**TASK PROMPT**
Return all the data exactly, keeping the pictures out.
------ EXTRACTED MATERIAL
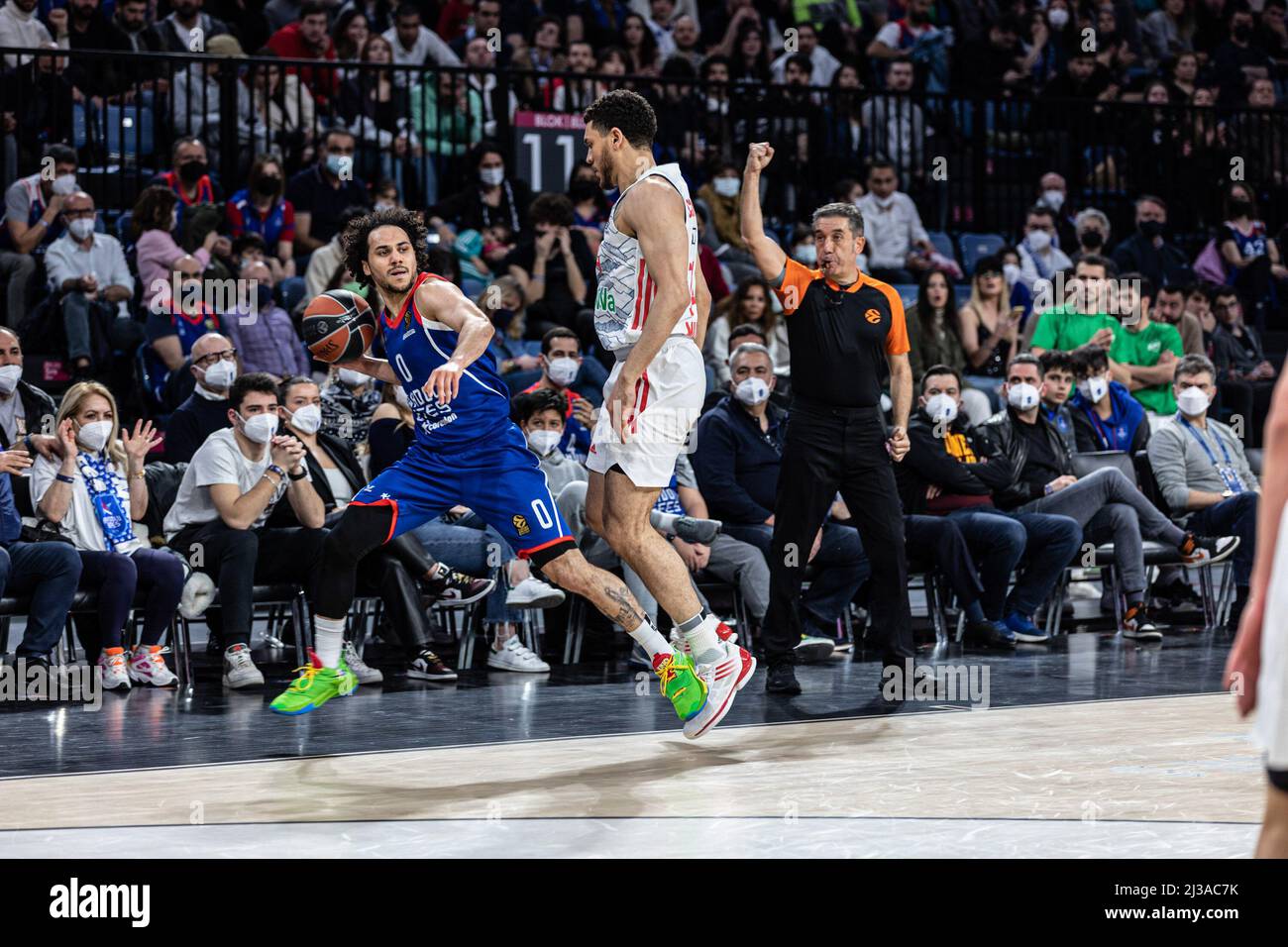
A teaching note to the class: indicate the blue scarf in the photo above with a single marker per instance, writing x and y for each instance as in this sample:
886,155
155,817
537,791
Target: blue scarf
101,482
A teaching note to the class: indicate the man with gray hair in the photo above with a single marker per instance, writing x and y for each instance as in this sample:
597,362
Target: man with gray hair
845,330
1203,474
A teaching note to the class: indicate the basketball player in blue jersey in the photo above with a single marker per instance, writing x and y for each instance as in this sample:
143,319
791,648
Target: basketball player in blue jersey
467,451
651,312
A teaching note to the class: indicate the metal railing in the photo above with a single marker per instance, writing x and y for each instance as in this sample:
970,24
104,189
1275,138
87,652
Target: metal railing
971,163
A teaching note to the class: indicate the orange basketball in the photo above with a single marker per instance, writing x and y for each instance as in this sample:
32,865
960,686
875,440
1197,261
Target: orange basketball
339,326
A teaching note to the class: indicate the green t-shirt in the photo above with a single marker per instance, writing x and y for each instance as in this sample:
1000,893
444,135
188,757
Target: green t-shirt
1144,347
1063,329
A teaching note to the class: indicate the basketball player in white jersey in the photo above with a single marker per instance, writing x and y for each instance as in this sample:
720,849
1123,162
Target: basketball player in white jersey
651,311
1257,669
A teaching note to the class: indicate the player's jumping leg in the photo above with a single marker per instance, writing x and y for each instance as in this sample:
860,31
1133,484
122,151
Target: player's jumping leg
360,530
619,512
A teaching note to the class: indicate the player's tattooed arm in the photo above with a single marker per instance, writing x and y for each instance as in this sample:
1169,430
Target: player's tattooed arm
445,303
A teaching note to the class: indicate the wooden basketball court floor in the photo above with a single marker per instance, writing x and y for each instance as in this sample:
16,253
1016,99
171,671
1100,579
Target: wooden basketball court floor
1159,776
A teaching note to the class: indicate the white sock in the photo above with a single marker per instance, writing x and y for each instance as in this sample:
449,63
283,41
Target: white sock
327,641
652,641
703,643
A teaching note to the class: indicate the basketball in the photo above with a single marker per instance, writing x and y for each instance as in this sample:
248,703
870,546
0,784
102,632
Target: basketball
339,326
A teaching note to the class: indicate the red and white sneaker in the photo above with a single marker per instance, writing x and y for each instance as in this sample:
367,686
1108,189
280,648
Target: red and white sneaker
722,631
724,680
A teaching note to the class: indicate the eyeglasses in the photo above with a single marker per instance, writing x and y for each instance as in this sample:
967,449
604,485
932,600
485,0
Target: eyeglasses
206,361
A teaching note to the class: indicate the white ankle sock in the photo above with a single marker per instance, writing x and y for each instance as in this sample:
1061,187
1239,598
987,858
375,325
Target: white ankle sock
652,641
327,641
703,642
------------
**SOLUTION FOR THIS TASK**
A teaching note to the class: indicate the blue scarf in the photo above with a single marker per instance, writing x and y for each instance as in this sample:
886,155
155,817
537,791
Target: blue scarf
101,482
A teaching note to the class: indicate the man with gray hair in the photo above with a single marker per instance, writing x and y for each instance as in this sample:
597,362
Target: man with gray hair
845,330
1203,474
A teaching note to the class: indicate the basketball player in blue jersey in the photo above with a single marker per instance, writing x and y for each instance as in this sample:
143,319
791,648
Target: basketball player in blue jersey
467,451
651,312
A teaching note to the class: indicate the metal railing in the photo above with a single marker per instance, writing x and y for each instance as in this sample:
970,24
104,189
1275,138
87,652
Target: metal railing
971,163
A teaching note to the class: indicate the orange basketball in the photo above with a single marker per instance, writing x and y for each instance as in this sample:
32,865
960,686
875,440
1197,261
Target: orange basketball
339,326
A teaching note to the class: indicate the green t-shirt in the photo above with a single marker per instance, writing x and y for each instance as in this sample:
1000,893
444,135
188,757
Target: green t-shirt
1144,347
1063,329
A teaching note to the class: indicate the basketball player in white jersey in the photo above with a single marker per instance, writing x and y for each instance as in this sample:
720,849
1123,162
Target: basketball player in white jersey
651,311
1257,669
A teaching note to the class: indicate the player's jumping leg in the photo above with a single marker per instance, writing x and y for each instance as in this sample:
860,31
1133,484
122,151
Target: player's jumping leg
360,530
619,512
A teaching note to the class: indicate the player's tattooed arm in the photo above with a single marker per instance, writing x and y for each instance as in this sample:
1169,430
Target: player's tattooed arm
445,303
A teaching note to the class: indicate the wooden basketball court floor in the photo above with a single marker per instance, writing x and y for each instance as in this sample:
16,253
1016,99
171,671
1100,579
Target: wooden basketball court floor
1159,776
A teaching note to the class: indicate the white sock in the photo above with a single marker per instance, writing x and y for each instance as in this sample:
449,63
283,41
Target: white sock
327,641
652,641
703,643
A teaching note to the class: indicate the basketball in the photo above with a single marker per instance, writing x and y for each instance as in this sample:
248,703
870,546
0,784
102,632
Target: basketball
339,326
A teaching note to the class: indicate the red and white sneaker in the photo above with a single marker per instance, writing x and y for each instance as in this sample:
367,686
1108,189
280,648
Target: red and white sneaker
722,631
724,680
A teaching note to the class: indicate the eyeglasses in the photo above with a single marker per instance, writing x and y for each instance as in this sample:
967,449
604,485
932,600
485,0
Target: eyeglasses
206,361
A teaching note to the class: indicate the white ankle sock in the photo above with a single marker per instance, writing x and y for each instance as in this sample:
1061,187
1239,598
987,858
375,325
Target: white ankle sock
652,641
327,641
703,642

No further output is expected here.